**REQUIREMENTS**: Transcribe all of the data exactly. Omit the pictures.

########################################

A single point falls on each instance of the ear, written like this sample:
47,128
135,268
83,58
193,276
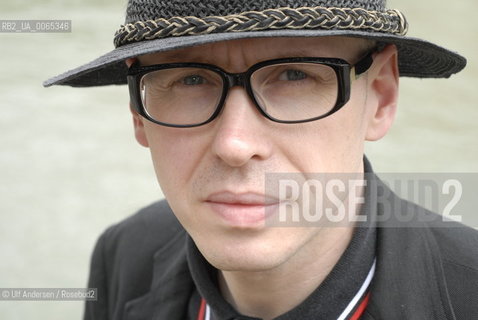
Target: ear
383,82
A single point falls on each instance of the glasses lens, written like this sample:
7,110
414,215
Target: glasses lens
181,96
295,91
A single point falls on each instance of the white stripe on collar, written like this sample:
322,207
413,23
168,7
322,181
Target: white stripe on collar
347,309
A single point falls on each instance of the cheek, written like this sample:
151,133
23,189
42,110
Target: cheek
332,144
175,153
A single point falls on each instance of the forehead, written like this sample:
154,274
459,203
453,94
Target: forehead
260,49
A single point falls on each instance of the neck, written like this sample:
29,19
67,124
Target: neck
270,293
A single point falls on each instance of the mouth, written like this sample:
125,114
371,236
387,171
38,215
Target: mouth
244,210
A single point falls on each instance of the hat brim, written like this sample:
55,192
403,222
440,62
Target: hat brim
417,58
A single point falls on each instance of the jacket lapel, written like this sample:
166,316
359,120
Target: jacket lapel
171,286
409,282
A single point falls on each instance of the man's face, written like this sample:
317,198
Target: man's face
213,176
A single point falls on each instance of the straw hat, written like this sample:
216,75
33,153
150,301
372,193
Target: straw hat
163,25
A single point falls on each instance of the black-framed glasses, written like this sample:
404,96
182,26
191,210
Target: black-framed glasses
288,90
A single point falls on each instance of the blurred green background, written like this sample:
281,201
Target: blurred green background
69,165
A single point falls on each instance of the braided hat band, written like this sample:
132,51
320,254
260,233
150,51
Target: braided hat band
390,21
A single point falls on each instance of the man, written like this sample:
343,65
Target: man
229,96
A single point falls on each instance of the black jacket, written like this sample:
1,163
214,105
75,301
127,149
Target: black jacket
425,270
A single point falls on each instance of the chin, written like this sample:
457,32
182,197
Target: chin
245,255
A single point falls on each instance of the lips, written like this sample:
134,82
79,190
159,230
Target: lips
244,210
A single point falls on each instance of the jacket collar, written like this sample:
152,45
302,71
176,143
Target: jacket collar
409,281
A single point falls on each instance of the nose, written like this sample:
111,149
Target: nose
241,132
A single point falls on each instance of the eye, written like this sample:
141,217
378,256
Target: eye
292,75
193,80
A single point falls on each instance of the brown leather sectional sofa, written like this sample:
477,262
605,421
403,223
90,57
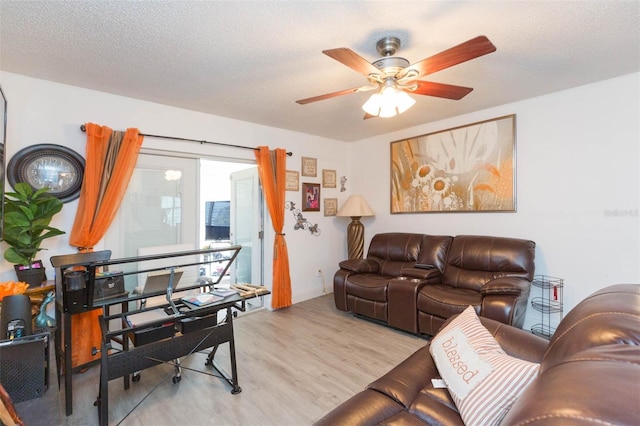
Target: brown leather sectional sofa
414,282
589,373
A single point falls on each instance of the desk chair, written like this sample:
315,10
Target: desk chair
64,321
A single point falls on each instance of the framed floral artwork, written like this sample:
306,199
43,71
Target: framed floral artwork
309,166
330,206
469,168
310,197
293,180
328,178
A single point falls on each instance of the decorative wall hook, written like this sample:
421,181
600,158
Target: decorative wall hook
301,221
343,181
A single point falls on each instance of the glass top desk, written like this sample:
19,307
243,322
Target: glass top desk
129,345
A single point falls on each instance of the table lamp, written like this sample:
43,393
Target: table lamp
355,207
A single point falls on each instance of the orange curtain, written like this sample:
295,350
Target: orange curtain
271,169
110,160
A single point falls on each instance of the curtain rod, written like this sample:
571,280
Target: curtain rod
84,129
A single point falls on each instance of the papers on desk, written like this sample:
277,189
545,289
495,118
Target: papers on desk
224,292
202,299
141,318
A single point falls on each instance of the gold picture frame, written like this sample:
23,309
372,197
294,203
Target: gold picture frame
310,197
292,180
471,168
309,167
328,178
330,206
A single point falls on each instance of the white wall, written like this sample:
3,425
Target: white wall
578,185
44,112
577,175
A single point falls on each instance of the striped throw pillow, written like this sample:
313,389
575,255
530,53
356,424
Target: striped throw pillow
483,380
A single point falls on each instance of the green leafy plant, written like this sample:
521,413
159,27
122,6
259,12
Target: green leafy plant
27,215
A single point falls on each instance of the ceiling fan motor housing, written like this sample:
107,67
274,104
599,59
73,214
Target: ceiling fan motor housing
389,64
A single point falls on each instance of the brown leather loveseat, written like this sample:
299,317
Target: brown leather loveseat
589,373
414,282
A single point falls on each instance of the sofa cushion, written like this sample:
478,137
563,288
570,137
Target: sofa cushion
444,301
483,380
474,260
368,286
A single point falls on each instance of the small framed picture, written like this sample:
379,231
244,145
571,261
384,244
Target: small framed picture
293,181
310,197
309,166
328,178
330,206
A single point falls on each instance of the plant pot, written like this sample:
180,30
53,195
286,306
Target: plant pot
32,276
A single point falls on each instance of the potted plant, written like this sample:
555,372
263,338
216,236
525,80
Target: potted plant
27,215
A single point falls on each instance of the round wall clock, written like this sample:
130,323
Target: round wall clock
46,165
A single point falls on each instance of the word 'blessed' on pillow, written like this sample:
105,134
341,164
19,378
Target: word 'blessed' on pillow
482,379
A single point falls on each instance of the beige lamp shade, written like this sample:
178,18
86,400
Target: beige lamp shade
355,207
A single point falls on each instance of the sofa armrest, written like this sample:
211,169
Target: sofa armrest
406,380
517,342
513,340
423,274
513,286
359,266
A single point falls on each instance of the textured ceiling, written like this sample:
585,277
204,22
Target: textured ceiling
251,60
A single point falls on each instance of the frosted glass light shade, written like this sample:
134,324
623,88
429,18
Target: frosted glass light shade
388,102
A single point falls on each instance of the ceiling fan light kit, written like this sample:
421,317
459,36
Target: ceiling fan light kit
394,77
388,102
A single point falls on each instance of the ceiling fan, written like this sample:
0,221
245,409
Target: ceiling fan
394,77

########################################

**CORRECT RESPONSE**:
A single point falls on each instance of the ear, written like this sample:
47,128
135,268
83,58
193,276
Target: ear
383,82
A single point falls on each instance of the glasses lens, written like this sample:
7,110
414,215
Target: glasses lens
181,96
295,91
A single point falls on each instance of the white stripe on collar, written like this sample:
322,207
413,23
168,7
322,181
Target: white stripe on collar
347,309
A single point falls on each instance of the cheek, written like this sample:
151,133
23,189
42,110
Target: cheek
332,144
175,153
A single point falls on each instance of the forehead, written like this sample:
154,274
459,203
453,94
Target: forehead
260,49
A single point falls on each instance of the neck, written like this sample:
29,19
67,124
Target: neck
270,293
A single point falls on each instance of the mouth, written like this sample:
125,114
371,236
387,171
38,215
Target: mouth
244,210
A single point falls on each instance of the hat brim, written like this sample:
55,192
403,222
440,62
Target: hat brim
417,58
A single point falls on each instance of the jacket lapel, written like this sample:
166,316
359,120
Target: jacket lapel
171,286
409,282
A single point falls on each instance of the man's face, written like this sample:
317,198
Target: man's face
213,176
A single point falls on each instance of the straw hat, written like this sample:
216,75
33,153
150,301
372,193
Target: straw hat
163,25
A single point falls on each instance of the black-framed glasses, written like this sample:
404,96
182,26
191,210
Target: black-framed glasses
288,90
A single point falls on each instance of the blurred green background, written like this sample:
281,201
Target: blurred green background
69,165
A single point falls on each instance of the braided hat band, written like this sample:
132,51
320,254
260,233
150,51
Target: braided hat band
390,21
A single point falls on each instance of the man, written like this sample:
343,65
Target: man
229,96
A single point falls on each instance of the black jacket, written like this sample:
1,163
214,105
75,301
127,149
Target: black jacket
425,270
A single point falls on each instance of the chin, written like this sample:
457,32
182,197
Target: chin
245,255
A single point falls on each instance of the lips, written like this sample:
134,82
79,190
159,230
Target: lips
244,210
A single point falls on each instance of the jacket collar, written like this sample:
152,45
302,71
176,143
Target: jacket collar
409,281
A single point falls on each instance of the nose, written like this sample:
111,149
Target: nose
241,132
A single point falls on each instance of the eye, written like this sample:
141,217
378,256
Target: eye
292,75
193,80
A single point falls on each instance of the brown leather sectional sofa, written like this sample:
477,262
605,421
403,223
90,57
Target: brown leather sectional sofa
414,282
589,373
A single point falls on each instance of the desk chair, written like this sample:
315,10
Target: desk chair
64,321
A single point falls on each instance of the framed floral artwork, written like this sample:
306,199
43,71
Target: framed floral artwork
309,166
330,206
469,168
310,197
293,180
328,178
A single point falls on each instance of the decorative wall hook, written like this sample:
421,181
600,158
Target: decorative wall hook
301,221
343,181
A single point falls on each instance of the glass top desk, written like this sample:
19,307
243,322
Target: glass top desk
129,345
A single point falls on each instance of the table lamp, written like this sample:
43,393
Target: table lamp
355,207
A single point falls on each instance of the orange curtain, written like this sample:
295,350
Target: orange curtain
271,169
110,160
A single point falls on each instance of the curtain rod, written like this sample:
571,280
Target: curtain rod
84,129
A single point falls on each instance of the papers on desk, written like this sample:
277,189
545,289
495,118
Target: papers on desk
224,292
202,299
141,318
A single point falls on each instance of the gold picture frame, written like this sample:
23,309
372,197
294,203
Target: gold picture frame
310,197
292,180
471,168
309,167
328,178
330,206
A single point falls on each instance of the white wall, written like this sample:
3,425
Target: white wall
578,185
44,112
577,175
A single point falls on each instance of the striped throw pillow, written like this sample:
313,389
575,255
530,53
356,424
Target: striped throw pillow
483,380
A single point falls on each instance of the green leafy plant, written like this sample:
521,413
159,27
122,6
259,12
Target: green leafy plant
27,215
A single point falls on each instance of the ceiling fan motor housing, written like this sample:
107,67
274,104
599,59
73,214
Target: ceiling fan motor housing
389,64
A single point falls on each instance of the brown leather loveseat, written like this sample:
299,317
Target: brown leather loveseat
589,373
414,282
A single point falls on each instance of the sofa cushion, written like this sample:
478,137
563,288
570,137
Target: sofa cushion
444,301
483,380
474,260
368,286
A single point falls on each instance of the small framed picture, written like this sample:
379,231
244,145
571,261
384,244
Target: small framed picture
293,181
310,197
309,166
328,178
330,206
A single point falls on each instance of the plant pot, written like this sample:
180,30
53,195
286,306
Target: plant pot
32,276
A single point falls on each instance of the potted plant, written like this sample:
555,372
263,338
216,236
525,80
Target: potted plant
27,215
A single point falls on each instance of the round wall clock, written like this sample:
130,323
Target: round wall clock
46,165
A single point falls on each instance of the word 'blessed' on pillow, written like this sample:
105,134
341,164
19,378
Target: word 'blessed' on pillow
482,379
A single point falls on each instance of the beige lamp shade, written like this sample:
178,18
86,400
Target: beige lamp shade
355,207
A single point falls on each instance of the sofa armrest, written like this sample:
211,169
Target: sofa armrest
406,380
517,342
513,340
423,274
513,286
359,266
A single point falls on each instance of the textured ceiling, written like this sample:
585,277
204,22
Target: textured ceiling
251,60
A single point falls on each instance of the frosted glass light shade, written like this sample:
134,324
623,88
429,18
Target: frosted glass light shade
388,102
A single point falls on each instance of the ceiling fan light kit, written like this sample:
421,317
459,36
Target: ceiling fan light kit
394,77
388,102
A single point falls on each instance of the ceiling fan, written like this sample:
0,221
245,409
Target: ceiling fan
394,77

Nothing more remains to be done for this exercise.